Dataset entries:
----
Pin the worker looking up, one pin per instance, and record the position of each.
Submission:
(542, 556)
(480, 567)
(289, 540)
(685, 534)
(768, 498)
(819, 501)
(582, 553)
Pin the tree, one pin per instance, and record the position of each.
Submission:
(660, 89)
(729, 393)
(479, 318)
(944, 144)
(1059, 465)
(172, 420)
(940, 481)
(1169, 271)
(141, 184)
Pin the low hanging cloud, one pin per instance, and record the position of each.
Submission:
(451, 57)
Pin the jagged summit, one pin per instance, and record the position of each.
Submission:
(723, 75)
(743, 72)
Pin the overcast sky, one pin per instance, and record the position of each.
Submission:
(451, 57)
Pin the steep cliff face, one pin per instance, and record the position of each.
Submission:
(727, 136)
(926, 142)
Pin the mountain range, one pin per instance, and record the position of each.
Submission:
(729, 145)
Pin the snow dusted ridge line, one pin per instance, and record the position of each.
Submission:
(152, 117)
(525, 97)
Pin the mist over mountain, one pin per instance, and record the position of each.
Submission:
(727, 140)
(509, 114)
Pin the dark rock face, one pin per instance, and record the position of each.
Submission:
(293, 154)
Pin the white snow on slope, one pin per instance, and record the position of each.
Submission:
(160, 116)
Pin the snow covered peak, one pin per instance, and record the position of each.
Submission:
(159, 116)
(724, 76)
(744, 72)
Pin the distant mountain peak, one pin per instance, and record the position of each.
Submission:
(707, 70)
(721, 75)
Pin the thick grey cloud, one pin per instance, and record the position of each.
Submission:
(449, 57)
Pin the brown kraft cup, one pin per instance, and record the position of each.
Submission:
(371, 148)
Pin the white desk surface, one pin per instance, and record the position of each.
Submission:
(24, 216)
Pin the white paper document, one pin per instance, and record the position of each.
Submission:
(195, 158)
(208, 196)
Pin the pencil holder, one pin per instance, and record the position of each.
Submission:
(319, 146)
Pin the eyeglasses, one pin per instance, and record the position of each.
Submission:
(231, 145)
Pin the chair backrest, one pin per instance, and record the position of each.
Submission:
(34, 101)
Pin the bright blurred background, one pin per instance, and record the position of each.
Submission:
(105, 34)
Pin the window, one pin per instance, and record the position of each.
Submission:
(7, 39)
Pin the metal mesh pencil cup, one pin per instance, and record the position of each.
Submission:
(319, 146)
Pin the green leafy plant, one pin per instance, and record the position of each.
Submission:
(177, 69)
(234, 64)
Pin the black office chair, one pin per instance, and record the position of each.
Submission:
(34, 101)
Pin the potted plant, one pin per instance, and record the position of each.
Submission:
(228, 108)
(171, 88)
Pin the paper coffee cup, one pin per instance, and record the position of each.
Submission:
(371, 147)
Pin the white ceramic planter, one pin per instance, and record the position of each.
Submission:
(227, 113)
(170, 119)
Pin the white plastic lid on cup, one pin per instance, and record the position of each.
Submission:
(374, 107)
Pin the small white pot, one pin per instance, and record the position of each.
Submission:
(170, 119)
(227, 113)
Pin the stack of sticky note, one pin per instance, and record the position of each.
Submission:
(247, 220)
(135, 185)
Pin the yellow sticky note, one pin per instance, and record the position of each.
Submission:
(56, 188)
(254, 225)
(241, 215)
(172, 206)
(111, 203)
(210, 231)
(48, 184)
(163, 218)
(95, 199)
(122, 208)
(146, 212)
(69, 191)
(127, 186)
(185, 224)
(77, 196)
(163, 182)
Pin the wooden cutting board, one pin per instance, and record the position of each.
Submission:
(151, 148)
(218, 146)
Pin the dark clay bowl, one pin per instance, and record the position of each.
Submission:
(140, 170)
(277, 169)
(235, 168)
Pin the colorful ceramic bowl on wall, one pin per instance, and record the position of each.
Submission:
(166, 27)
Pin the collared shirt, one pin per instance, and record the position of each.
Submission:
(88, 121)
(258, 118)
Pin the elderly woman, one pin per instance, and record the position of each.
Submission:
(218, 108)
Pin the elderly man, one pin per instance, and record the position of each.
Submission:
----
Directions ▸ Which lines of the records above contain the word "snow"? Report each one.

Answer space ▸
Pin the snow dusted ridge line, one pin per instance, and record the position of each.
Pin the white snow on slope, one pin per instance, and record the position of each.
Pin the snow covered peak, one pin per instance, and record the position of each.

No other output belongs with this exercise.